Work required
Lines before the one containing "Query: rough tree bark" are to be left out; reproduce that line and all the rest of the entries exactly.

Records for the exercise
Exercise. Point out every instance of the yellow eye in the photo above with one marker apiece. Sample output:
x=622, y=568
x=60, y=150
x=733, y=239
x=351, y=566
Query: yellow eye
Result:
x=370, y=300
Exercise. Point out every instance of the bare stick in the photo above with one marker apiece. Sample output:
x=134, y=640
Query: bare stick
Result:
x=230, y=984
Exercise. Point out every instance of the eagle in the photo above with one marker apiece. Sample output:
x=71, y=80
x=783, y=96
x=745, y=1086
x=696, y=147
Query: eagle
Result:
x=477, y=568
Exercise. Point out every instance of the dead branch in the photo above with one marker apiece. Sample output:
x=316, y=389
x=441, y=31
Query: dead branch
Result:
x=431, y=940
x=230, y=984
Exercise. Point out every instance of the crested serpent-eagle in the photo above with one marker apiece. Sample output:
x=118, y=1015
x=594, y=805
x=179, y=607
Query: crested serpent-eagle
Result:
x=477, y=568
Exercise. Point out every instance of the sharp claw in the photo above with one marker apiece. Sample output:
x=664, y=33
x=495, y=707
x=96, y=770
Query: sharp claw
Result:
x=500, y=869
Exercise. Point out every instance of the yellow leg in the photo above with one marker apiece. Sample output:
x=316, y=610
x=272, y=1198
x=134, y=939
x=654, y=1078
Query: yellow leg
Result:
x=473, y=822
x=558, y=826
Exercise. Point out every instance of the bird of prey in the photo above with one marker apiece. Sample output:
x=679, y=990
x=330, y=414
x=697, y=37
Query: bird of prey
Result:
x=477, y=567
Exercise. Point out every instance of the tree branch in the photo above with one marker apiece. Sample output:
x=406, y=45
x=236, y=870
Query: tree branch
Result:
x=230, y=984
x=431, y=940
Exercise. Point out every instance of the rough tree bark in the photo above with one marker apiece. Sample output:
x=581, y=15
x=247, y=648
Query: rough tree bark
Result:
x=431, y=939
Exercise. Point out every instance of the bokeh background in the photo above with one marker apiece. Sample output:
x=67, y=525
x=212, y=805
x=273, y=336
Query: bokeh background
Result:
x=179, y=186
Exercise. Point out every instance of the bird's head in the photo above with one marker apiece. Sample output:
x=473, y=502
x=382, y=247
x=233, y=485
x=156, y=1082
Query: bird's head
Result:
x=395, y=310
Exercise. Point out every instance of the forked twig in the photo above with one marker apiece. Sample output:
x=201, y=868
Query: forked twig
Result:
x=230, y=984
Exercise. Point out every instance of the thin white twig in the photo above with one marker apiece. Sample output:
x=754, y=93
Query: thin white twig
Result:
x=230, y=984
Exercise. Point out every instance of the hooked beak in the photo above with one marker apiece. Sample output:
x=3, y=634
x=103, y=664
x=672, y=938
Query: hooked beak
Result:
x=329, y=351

Result of this task
Query: rough tree bark
Result:
x=431, y=939
Exercise. Point out every instance of the bokeh background in the photo above with one marker apiece. Sample output:
x=67, y=525
x=212, y=805
x=273, y=336
Query: bokeh background
Result:
x=179, y=186
Exercise. Point out every instance of the bird's head in the photo above with one marker apiece. Sample output:
x=473, y=502
x=382, y=247
x=233, y=485
x=156, y=1082
Query: bird's head
Result:
x=395, y=310
Exercise. Point out every instance of the forked twig in the photo above with one marker apiece. Sample output:
x=201, y=868
Query: forked twig
Result:
x=230, y=984
Exercise. Point out every instance of the thin white twig in the photo above with one marker apiece. Sample output:
x=754, y=93
Query: thin white twig
Result:
x=230, y=984
Exercise. Point out every instance of the hooked beak in the photo above with one marker apiece. Sample output:
x=3, y=634
x=103, y=664
x=672, y=938
Query: hooked beak
Result:
x=329, y=351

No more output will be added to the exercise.